***** Tekstfragment
Winkler Prins Encyclopedie

E. de Bruyne, G.B.J. Hiltermann en H.R. Hoetink (1947)

Gepubliceerd op 23-01-2023

ENDOCARDITIS

betekenis & definitie

is ontsteking van het endocardium*. Vooral de hartkleppen, die duplica turen zijn van het endocard, worden hierbij aangetast en dikwijls beperkt de ontsteking zich tot de kleppen.

Naar de veranderingen, die bij lijkopening worden waargenomen, onderscheidt men endocarditis verrucosa en endocarditis ulcerosa. Bij eerstgenoemde vorm vindt men kleine, wratachtige vormsels, vooral aan de randen van de hartkleppen; zij zijn vast van consistentie en breken niet gemakkelijk af (verruca = wrat). Een lichte mate van endocarditis verrucosa kan na allerlei langdurige ziekten worden gevonden. Veel belangrijker is de endocarditis verrucosa die zo dikwijls ontstaat bij het acute gewrichtsrheuma (z rheuma) en ook bij chorea minor. Hierbij ontwikkelt zich aan de klepranden een groot aantal wratjes. De klepranden worden verdikt en misvormd, hetgeen vooral het geval is indien de ontsteking meermalen recidiveert (recurrerende endocarditis). Deze endocarditis is in zover goedaardig, dat zij een grote neiging heeft tot genezing, waarbij het proces geheel tot rust komt. Bij deze genezing ontwikkelt zich echter in de hartkleppen litteken-bindweefsel, dat op de duur schrompelt, waardoor de misvorming van de kleppen kan toenemen. Dergelijke kleppen sluiten dan niet goed meer of ze worden star en kunnen zich niet wijd meer openen; zo ontwikkelt zich uit de (meestal rheumatische) endocarditis een zgn. klepgebrek van het hart (z hartziekten).Terwijl de endocarditis verrucosa waarschijnlijk op allergische reacties berust (z allergie) is de endocarditis ulcerosa het gevolg van een bacteriële infectie. Hierbij ontwikkelen zich op de hartkleppen veel grotere en wekere woekeringen, waarvan gemakkelijk stukjes afbreken, hetgeen enerzijds aanleiding geeft tot embolie* en anderzijds tot wondvlakten op het endocard, die niet genezen en dus eigenlijk zweren zijn (ulcus = zweer), waarop thrombi worden afgezet. Zeer ernstig is de acute of septische ulcereuze endocarditis, die gelukkig zeldzaam is en veroorzaakt wordt door ettercocci: haemolytische streptococci, staphylococci aurei, pneumococci of gonococci (z bacteriën). Vroeger was deze ziekte steeds in korte tijd dodelijk; thans is er, dank zij de nieuwe antibiotica wel een genezingskans, mits de therapie spoedig en zeer krachtig wordt aangepakt; de prognose blijft echter ernstig.
**********
***** Aangeleverde gegevens
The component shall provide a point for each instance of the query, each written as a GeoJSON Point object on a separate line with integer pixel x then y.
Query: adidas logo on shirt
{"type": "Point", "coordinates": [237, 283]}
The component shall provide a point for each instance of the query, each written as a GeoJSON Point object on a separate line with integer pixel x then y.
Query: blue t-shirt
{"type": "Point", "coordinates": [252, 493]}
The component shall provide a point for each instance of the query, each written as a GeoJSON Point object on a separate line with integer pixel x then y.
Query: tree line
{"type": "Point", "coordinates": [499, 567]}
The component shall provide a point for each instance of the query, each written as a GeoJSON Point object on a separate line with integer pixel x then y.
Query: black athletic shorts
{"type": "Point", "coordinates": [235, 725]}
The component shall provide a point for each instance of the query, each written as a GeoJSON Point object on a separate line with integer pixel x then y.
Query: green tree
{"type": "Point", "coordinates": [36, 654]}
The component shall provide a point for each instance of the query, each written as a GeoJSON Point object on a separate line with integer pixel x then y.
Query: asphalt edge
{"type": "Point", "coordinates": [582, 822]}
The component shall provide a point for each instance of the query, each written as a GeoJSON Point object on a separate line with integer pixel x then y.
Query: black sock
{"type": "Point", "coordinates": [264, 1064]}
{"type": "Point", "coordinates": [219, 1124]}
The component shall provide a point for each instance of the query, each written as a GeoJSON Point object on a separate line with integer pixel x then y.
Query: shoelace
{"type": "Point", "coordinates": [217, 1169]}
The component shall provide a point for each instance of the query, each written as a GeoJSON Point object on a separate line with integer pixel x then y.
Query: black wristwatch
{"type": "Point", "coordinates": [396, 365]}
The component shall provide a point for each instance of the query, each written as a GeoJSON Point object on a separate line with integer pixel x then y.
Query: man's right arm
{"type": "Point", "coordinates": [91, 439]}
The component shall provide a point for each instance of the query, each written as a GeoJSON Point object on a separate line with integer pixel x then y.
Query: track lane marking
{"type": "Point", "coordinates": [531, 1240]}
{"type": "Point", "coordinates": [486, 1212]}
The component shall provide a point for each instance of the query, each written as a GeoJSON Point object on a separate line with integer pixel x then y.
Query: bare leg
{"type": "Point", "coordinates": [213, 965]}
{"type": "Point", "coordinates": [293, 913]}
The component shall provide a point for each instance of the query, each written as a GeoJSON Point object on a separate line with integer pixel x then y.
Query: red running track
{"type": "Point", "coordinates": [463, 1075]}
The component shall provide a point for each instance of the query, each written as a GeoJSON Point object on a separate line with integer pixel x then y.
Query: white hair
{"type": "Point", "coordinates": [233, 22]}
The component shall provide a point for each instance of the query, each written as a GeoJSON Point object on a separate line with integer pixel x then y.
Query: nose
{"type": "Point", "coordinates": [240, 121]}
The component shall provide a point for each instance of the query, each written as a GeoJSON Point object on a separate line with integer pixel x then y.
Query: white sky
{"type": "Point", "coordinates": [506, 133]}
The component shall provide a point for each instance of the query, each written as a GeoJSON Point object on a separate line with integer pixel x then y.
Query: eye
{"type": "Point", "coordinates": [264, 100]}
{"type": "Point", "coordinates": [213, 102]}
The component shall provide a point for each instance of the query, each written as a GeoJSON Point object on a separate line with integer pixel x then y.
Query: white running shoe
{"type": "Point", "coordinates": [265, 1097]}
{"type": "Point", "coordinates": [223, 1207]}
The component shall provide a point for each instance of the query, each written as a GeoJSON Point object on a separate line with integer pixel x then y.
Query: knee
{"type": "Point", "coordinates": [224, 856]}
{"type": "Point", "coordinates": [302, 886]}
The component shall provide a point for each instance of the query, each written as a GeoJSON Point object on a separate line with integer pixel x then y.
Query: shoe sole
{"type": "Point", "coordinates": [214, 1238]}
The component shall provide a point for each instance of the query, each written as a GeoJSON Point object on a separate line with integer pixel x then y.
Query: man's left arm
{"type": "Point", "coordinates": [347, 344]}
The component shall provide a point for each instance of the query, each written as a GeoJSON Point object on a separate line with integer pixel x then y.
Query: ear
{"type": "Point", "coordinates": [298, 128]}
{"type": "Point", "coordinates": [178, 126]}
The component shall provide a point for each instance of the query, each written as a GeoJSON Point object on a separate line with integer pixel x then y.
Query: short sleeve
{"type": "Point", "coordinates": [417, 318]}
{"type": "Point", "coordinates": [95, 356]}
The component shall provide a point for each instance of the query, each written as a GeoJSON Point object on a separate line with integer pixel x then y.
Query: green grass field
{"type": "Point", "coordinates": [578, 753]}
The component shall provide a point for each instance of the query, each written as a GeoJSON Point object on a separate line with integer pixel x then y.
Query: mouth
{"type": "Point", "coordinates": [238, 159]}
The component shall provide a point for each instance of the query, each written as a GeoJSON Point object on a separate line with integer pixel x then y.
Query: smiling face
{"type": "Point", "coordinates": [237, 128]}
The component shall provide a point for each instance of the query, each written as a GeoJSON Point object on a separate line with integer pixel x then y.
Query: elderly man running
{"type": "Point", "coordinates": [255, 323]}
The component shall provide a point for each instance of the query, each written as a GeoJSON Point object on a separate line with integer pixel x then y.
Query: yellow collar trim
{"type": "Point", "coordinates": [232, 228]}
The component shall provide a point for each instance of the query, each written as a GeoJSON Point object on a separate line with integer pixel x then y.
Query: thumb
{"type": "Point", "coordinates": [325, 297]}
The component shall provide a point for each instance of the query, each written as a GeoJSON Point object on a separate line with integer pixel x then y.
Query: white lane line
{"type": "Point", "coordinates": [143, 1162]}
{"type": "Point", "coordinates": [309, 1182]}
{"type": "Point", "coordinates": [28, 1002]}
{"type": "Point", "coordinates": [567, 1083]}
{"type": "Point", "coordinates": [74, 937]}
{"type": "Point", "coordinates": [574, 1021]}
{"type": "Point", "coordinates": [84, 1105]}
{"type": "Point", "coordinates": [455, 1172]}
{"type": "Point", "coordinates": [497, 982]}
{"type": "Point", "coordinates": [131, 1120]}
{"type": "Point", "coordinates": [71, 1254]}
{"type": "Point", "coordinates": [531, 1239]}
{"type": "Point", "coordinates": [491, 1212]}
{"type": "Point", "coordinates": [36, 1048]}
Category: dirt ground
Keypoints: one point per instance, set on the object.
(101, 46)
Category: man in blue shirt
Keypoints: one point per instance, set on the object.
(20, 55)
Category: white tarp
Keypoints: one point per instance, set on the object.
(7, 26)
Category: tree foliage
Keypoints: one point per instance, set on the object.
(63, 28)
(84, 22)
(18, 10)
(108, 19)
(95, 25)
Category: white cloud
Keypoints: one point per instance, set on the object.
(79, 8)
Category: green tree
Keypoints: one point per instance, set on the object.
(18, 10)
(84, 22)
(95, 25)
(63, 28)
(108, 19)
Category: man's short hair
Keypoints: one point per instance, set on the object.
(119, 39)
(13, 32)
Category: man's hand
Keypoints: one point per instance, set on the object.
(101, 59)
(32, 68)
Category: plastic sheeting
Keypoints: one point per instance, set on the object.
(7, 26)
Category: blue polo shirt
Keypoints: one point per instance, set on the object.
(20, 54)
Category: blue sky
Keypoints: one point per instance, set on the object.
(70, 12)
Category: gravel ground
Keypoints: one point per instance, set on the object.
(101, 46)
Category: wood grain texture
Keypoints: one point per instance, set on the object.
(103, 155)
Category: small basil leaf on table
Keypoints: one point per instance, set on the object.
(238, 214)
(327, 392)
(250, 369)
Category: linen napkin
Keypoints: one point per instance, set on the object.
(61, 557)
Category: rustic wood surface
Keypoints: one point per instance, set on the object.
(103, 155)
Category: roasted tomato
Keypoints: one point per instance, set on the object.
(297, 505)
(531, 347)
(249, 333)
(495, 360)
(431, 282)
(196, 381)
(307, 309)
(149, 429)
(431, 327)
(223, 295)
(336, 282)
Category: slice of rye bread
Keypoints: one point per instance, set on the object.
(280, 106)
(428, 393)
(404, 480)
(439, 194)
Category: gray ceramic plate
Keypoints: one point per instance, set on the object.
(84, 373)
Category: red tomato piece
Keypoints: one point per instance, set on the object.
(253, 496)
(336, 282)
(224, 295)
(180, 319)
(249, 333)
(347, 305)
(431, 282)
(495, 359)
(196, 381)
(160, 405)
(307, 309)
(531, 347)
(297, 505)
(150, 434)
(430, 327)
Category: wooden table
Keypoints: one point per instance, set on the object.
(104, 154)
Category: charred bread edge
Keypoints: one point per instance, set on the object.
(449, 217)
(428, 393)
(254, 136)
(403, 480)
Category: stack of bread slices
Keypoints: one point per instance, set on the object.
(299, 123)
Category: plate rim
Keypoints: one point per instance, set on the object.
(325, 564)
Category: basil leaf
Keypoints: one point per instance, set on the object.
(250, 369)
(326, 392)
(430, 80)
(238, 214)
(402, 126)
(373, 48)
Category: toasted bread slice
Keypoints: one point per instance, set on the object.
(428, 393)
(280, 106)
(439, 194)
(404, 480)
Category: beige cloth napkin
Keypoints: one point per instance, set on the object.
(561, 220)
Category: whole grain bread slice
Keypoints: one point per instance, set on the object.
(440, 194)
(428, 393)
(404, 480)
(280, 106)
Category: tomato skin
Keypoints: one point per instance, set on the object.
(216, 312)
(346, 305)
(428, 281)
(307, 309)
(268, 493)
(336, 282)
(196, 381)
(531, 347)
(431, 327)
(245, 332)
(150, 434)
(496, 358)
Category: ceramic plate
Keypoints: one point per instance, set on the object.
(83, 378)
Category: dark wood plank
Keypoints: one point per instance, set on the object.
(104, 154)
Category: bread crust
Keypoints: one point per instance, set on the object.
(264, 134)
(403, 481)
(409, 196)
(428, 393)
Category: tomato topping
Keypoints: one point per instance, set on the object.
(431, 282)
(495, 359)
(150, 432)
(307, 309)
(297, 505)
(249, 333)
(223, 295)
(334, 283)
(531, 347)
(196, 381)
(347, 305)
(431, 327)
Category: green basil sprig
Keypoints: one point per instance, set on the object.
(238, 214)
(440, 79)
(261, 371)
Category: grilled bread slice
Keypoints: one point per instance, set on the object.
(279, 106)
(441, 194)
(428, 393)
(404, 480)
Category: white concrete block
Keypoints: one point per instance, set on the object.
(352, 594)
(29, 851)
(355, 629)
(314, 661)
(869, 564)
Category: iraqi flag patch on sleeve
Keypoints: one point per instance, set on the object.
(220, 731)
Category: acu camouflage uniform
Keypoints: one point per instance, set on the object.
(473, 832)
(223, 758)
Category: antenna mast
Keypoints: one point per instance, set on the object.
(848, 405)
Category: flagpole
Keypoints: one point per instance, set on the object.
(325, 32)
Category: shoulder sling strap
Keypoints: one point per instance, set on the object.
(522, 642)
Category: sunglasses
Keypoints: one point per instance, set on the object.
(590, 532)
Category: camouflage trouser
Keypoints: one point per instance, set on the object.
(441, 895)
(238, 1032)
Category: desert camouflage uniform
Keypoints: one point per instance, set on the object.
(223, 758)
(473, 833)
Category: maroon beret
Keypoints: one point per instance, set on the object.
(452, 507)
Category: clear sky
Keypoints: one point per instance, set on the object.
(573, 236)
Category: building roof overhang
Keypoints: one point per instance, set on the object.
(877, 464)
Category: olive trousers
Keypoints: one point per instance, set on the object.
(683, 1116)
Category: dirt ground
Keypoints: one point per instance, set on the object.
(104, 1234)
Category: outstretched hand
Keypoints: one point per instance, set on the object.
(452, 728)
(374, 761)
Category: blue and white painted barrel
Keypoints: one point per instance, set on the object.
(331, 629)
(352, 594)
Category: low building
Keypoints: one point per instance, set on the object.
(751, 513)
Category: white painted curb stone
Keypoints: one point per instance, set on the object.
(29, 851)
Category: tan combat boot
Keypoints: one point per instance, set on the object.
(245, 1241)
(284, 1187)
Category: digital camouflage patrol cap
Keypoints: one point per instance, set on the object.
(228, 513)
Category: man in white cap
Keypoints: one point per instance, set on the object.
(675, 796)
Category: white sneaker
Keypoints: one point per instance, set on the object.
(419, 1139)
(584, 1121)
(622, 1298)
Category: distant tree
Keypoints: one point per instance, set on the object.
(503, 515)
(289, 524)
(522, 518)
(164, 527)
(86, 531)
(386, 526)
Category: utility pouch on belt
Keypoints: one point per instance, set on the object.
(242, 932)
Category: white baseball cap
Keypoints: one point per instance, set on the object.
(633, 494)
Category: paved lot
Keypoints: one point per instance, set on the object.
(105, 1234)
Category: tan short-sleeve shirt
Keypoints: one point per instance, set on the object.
**********
* [Op te lossen]
#1 Neem uit de tekst over endocarditis woordelijk het stuk over dat opent met de woorden waarin "Winkler Prins Encyclopedie" staat en afsluit met "tot de kleppen.".
#2 Schrijf de tekst over endocarditis graag verder, te beginnen na de laatste zin die er staat.

* [Uitkomsten per opdracht]
#1
Winkler Prins Encyclopedie

E. de Bruyne, G.B.J. Hiltermann en H.R. Hoetink (1947)

Gepubliceerd op 23-01-2023

ENDOCARDITIS

betekenis & definitie

is ontsteking van het endocardium*. Vooral de hartkleppen, die duplica turen zijn van het endocard, worden hierbij aangetast en dikwijls beperkt de ontsteking zich tot de kleppen.

#2
Vaker komt voor de subacute bacteriële endocarditis of endocarditis lenta. Deze verloopt langzaam, duurt enige maanden tot 2 jaar en wordt meestal veroorzaakt door de streptococcus viridans. E. lenta ontwikkelt zich bijna steeds in een hart, dat een klepgebrek of een aangeboren afwijking had. De ziekte verloopt met koorts; er ontstaat grote vermoeidheid en anaemie, de milt zwelt op, de urine bevat rode bloedlichaampjes; puntvormige bloedinkjes doen zich voor in de bindvliezen van het oog en in de huid, vluchtige pijnlijke knobbeltjes ontstaan in handpalmen en vingers (knobbeltjes van Osier) en soms zijn er verschijnselen, die wijzen op de verspreiding langs de bloedbaan van grotere stukken, die van het zieke endocard zijn afgebroken (embolieën). Ook deze ziekte was vroeger steeds dodelijk. Een kleine genezingskans werd reeds gebracht door de sulfonamides {z chemotherapie) maar door penicilline is de kans op herstel aanmerkelijk groter geworden en ook streptomycine en andere antibiotica zijn soms nuttig gebleken.

De genezingskans wordt thans op ongeveer 75 pct geschat. Belangrijker dan de genezing is de voorkoming. Na operaties in de keel en na tandextracties komt de streptococcus viridans dikwijls in het bloed. Bij gezonde mensen wordt hij weldra onschadelijk gemaakt, maar bij mensen, die een hartkwaal hebben, bestaat de mogelijkheid, dat deze cocci zich nestelen in het endocard. Daarom moeten dergelijke mensen, als zij een van de genoemde ingrepen zullen ondergaan, tevoren en ook enkele dagen er na met penicilline worden behandeld. Ook bij andere operaties en bij infecties dient bijzondere waakzaamheid te worden betracht.